ACTIVITY:
Could you give the data that follows again exactly, without its pictures?

MATERIALS PROVIDED:
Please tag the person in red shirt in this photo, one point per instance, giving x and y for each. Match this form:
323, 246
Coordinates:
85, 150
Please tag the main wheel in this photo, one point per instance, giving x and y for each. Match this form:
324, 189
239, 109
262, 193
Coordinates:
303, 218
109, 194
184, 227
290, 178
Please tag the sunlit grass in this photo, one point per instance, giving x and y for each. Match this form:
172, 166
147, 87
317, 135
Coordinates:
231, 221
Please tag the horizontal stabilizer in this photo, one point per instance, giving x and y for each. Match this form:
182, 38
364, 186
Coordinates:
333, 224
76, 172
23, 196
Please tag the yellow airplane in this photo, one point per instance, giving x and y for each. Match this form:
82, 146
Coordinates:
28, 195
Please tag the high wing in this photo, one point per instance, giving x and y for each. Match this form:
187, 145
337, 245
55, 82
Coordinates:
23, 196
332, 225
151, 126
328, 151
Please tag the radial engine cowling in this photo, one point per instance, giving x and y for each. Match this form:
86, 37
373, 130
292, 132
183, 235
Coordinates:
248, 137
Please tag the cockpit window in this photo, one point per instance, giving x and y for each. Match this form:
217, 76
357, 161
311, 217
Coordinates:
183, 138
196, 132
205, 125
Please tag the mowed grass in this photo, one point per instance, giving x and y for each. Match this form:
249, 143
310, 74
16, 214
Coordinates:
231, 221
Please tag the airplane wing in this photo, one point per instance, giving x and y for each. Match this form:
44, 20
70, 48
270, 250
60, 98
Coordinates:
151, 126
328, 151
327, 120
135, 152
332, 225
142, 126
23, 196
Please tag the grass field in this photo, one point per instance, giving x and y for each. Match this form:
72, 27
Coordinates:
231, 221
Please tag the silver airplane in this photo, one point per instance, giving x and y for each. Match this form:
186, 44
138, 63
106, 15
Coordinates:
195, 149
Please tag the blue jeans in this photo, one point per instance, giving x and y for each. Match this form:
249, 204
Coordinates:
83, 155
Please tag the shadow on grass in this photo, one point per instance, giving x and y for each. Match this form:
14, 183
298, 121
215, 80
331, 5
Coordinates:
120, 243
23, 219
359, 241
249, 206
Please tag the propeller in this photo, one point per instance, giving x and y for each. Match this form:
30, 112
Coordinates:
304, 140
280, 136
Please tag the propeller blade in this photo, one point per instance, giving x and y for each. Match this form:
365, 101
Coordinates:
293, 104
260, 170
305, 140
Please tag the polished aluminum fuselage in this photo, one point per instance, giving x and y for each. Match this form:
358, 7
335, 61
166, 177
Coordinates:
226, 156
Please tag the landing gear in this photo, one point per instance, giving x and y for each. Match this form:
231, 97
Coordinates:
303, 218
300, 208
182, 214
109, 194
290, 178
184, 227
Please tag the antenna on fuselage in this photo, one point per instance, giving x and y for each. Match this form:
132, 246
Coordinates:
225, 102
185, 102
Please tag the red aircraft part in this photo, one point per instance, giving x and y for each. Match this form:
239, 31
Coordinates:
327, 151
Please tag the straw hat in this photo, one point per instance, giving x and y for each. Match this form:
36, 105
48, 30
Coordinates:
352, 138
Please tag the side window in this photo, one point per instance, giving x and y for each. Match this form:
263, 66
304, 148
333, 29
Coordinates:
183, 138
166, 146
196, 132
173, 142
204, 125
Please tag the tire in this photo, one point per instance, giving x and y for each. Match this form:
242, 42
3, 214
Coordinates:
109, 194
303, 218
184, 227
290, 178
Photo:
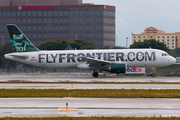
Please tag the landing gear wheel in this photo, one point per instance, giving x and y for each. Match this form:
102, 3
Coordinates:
153, 75
95, 74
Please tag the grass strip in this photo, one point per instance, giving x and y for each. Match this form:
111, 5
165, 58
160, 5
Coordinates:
95, 118
95, 93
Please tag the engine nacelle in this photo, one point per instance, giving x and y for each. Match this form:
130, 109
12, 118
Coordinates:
116, 68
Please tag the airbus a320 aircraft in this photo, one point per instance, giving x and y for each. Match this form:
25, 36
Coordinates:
114, 61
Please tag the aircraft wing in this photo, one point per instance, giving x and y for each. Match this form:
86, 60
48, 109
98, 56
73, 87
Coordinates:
94, 62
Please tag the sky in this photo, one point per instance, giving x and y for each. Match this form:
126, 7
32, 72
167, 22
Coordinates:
137, 15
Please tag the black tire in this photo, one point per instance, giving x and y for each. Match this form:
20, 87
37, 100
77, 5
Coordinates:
153, 75
95, 74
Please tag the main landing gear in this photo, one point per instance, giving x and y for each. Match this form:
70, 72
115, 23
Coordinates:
95, 74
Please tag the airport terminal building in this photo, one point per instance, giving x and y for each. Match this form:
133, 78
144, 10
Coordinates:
170, 39
44, 20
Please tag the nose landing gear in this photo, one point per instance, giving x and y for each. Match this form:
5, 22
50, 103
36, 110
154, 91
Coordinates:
95, 74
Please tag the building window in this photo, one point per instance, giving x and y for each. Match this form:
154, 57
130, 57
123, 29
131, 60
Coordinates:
44, 13
82, 13
49, 13
65, 20
13, 13
87, 35
97, 42
49, 20
44, 35
70, 13
98, 20
44, 20
55, 20
39, 20
92, 13
13, 20
23, 20
55, 35
87, 13
34, 20
87, 27
29, 13
98, 13
60, 28
60, 13
92, 35
76, 20
44, 28
34, 28
50, 35
81, 27
70, 27
66, 28
49, 28
98, 27
76, 27
92, 20
28, 20
39, 28
18, 13
71, 20
28, 28
39, 35
34, 13
39, 13
55, 13
8, 13
76, 13
71, 35
39, 42
82, 20
65, 35
60, 35
34, 35
81, 35
65, 13
92, 27
23, 28
8, 20
87, 20
55, 28
98, 35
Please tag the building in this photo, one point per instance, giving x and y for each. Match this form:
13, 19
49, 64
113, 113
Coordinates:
44, 20
170, 39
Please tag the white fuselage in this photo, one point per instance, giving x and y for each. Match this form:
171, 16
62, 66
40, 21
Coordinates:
71, 58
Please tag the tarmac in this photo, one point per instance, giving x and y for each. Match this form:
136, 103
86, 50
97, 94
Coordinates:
86, 86
87, 79
87, 107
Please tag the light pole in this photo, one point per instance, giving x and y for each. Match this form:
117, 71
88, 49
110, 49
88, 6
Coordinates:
127, 42
3, 40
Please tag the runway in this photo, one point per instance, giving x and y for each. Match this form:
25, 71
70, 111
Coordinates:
87, 79
86, 86
86, 107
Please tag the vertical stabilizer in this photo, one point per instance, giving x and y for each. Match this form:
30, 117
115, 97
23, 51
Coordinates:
20, 43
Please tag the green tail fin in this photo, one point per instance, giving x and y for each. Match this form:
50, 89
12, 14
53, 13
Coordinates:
20, 42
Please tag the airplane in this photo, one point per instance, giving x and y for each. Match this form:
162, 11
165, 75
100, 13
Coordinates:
112, 60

ANSWER SECTION:
Please tag the person in red shirt in this photo, one point per instance, giving x and y for each. Match this form:
323, 246
Coordinates:
85, 150
Please tag the main wheel in this photo, one point per instance, giving x and y for each. Match this form:
324, 189
239, 109
262, 193
Coordinates:
303, 218
109, 194
184, 227
290, 178
Please tag the sunlit grass in this photo, one point per instance, giving x and y for each. Match this form:
172, 166
147, 87
317, 135
Coordinates:
231, 221
Please tag the horizontal stabilizer in this photo, one point per instance, giving x and y for each. Match this form:
182, 38
364, 186
Coordinates:
333, 224
76, 172
23, 196
Please tag the yellow airplane in this photo, one point per instance, giving x and y for each. Match this form:
82, 146
Coordinates:
28, 195
Please tag the high wing in this photo, one point per instance, giving x and y for each. Match this form:
187, 145
337, 245
55, 82
Coordinates:
23, 196
332, 225
151, 126
328, 151
Please tag the radial engine cowling in this photo, one point per instance, giving x and y for each. Match this form:
86, 37
373, 130
292, 132
183, 235
Coordinates:
248, 137
Please tag the cockpit window in this photo, one point per instance, giving x and y for each. Match this form:
217, 76
357, 161
311, 217
Coordinates:
183, 138
196, 132
205, 125
Please tag the mowed grass in this photo, one point per instance, giving x and y for each. Match this form:
249, 143
310, 74
16, 214
Coordinates:
231, 221
Please tag the airplane wing in this photo, one point per instance, giving x and y for each. Match this form:
44, 20
70, 48
270, 250
60, 98
Coordinates:
151, 126
328, 151
327, 120
135, 152
332, 225
142, 126
23, 196
Please tag the grass field in this photo, one point per instance, giving x and y for each. Match this form:
72, 27
Coordinates:
231, 221
Please tag the silver airplane in this photo, one point per instance, giving x and y for each. Match this form:
186, 44
138, 63
106, 15
Coordinates:
195, 149
Please tag the blue jeans in this photo, one point per instance, giving x and y for each. Match this form:
249, 204
Coordinates:
83, 155
Please tag the shadow on grass in this photo, one point per instance, giving x and y for each. Match this form:
14, 183
298, 121
215, 80
331, 5
Coordinates:
120, 243
23, 219
359, 241
249, 206
Please tag the propeller in this photo, one point per instance, giving x and y for each. Match this form:
30, 112
Coordinates:
304, 140
280, 136
Please tag the propeller blade in this photo, one point per instance, giving x and y for each. Match this form:
365, 101
Coordinates:
293, 104
260, 170
305, 140
Please tag the polished aluminum fuselage in this photo, one point per instance, giving x and y for each. Match this form:
358, 7
335, 61
166, 177
Coordinates:
226, 156
Please tag the landing gear in this photo, one point per instance, giving x and y for each. Match this form:
231, 97
Coordinates:
303, 218
300, 208
182, 214
109, 194
290, 178
184, 227
Please tag the antenna on fuselage in this photo, one point per instance, giving x and y for each. Match this form:
132, 246
Coordinates:
225, 102
185, 102
Please tag the red aircraft part in this photo, one point per instance, giving x and y for each. Match this form:
239, 31
Coordinates:
327, 151
Please tag the straw hat in this photo, one point per instance, giving x and y for each. Match this form:
36, 105
48, 30
Coordinates:
352, 138
Please tag the side window in this photo, one point per instance, giving x and y for each. Match this form:
263, 66
304, 148
333, 29
Coordinates:
183, 138
166, 146
196, 132
173, 142
204, 125
Please tag the tire in this photo, one point per instance, giving x and y for each. Match this form:
242, 42
3, 214
Coordinates:
109, 194
303, 218
184, 227
290, 178
Photo:
Please tag the landing gear wheel in this photo, one point per instance, giving x and y for each. Match this form:
102, 3
Coordinates:
153, 75
95, 74
Please tag the grass strip in this photo, one point per instance, giving x and y for each. Match this form:
111, 5
165, 58
160, 5
Coordinates:
95, 118
95, 93
Please tag the engine nacelle in this photo, one point per instance, giving x and y for each. Match this form:
130, 109
12, 118
Coordinates:
116, 68
Please tag the airbus a320 aircraft in this photo, one point per instance, giving x and y for each. Match this form:
25, 36
Coordinates:
114, 61
Please tag the aircraft wing in this photo, one point per instance, giving x and y for each. Match this form:
86, 60
48, 109
98, 56
73, 87
Coordinates:
94, 62
Please tag the sky in this photo, one point per instance, giving x and y for each. Match this form:
126, 7
32, 72
167, 22
Coordinates:
137, 15
Please tag the black tire in this photo, one point per instance, giving x and y for each. Match this form:
20, 87
37, 100
77, 5
Coordinates:
153, 75
95, 74
Please tag the main landing gear in this photo, one point per instance, giving x and y for each. Match this form:
70, 72
115, 23
Coordinates:
95, 74
Please tag the airport terminal building in this photo, one point per instance, giving x and y for each. Match this form:
133, 78
144, 10
Coordinates:
170, 39
44, 20
Please tag the nose landing gear in this photo, one point per instance, giving x and y for each. Match this form:
5, 22
50, 103
36, 110
154, 91
Coordinates:
95, 74
Please tag the building window in this photo, one point per instance, giving x and y for each. Match this form:
154, 57
130, 57
123, 29
131, 60
Coordinates:
44, 13
82, 13
49, 13
65, 20
13, 13
87, 35
97, 42
49, 20
44, 35
70, 13
98, 20
44, 20
55, 20
39, 20
92, 13
13, 20
23, 20
55, 35
87, 13
34, 20
87, 27
29, 13
98, 13
60, 28
60, 13
92, 35
76, 20
44, 28
34, 28
50, 35
81, 27
70, 27
66, 28
49, 28
98, 27
76, 27
92, 20
28, 20
39, 28
18, 13
71, 20
28, 28
39, 35
34, 13
39, 13
55, 13
8, 13
76, 13
71, 35
39, 42
82, 20
65, 35
60, 35
34, 35
81, 35
65, 13
92, 27
23, 28
8, 20
87, 20
55, 28
98, 35
Please tag the building in this photo, one point per instance, giving x and y for each. Match this form:
13, 19
49, 64
113, 113
Coordinates:
44, 20
170, 39
Please tag the white fuselage in this photo, one point per instance, giving x and y for each. Match this form:
171, 16
62, 66
40, 21
Coordinates:
71, 58
Please tag the tarmac in this photo, one point per instance, giving x and y for each. Match this form:
136, 103
86, 50
97, 94
Coordinates:
86, 86
87, 79
87, 107
Please tag the light pole in this photo, one point per instance, giving x and y for each. Match this form:
117, 71
88, 49
110, 49
88, 6
Coordinates:
127, 42
3, 40
Please tag the runway in this photo, one point per instance, giving x and y for each. Match this form:
25, 71
70, 111
Coordinates:
87, 79
86, 86
86, 107
Please tag the vertical stabilizer in this photo, one point per instance, giving x and y for each. Match this form:
30, 117
115, 97
23, 51
Coordinates:
20, 43
Please tag the green tail fin in this photo, one point per instance, giving x and y for each. Match this form:
50, 89
12, 14
53, 13
Coordinates:
20, 42
Please tag the airplane in this photo, one point per instance, giving x and y for each. Match this form:
162, 11
165, 75
100, 13
Coordinates:
112, 60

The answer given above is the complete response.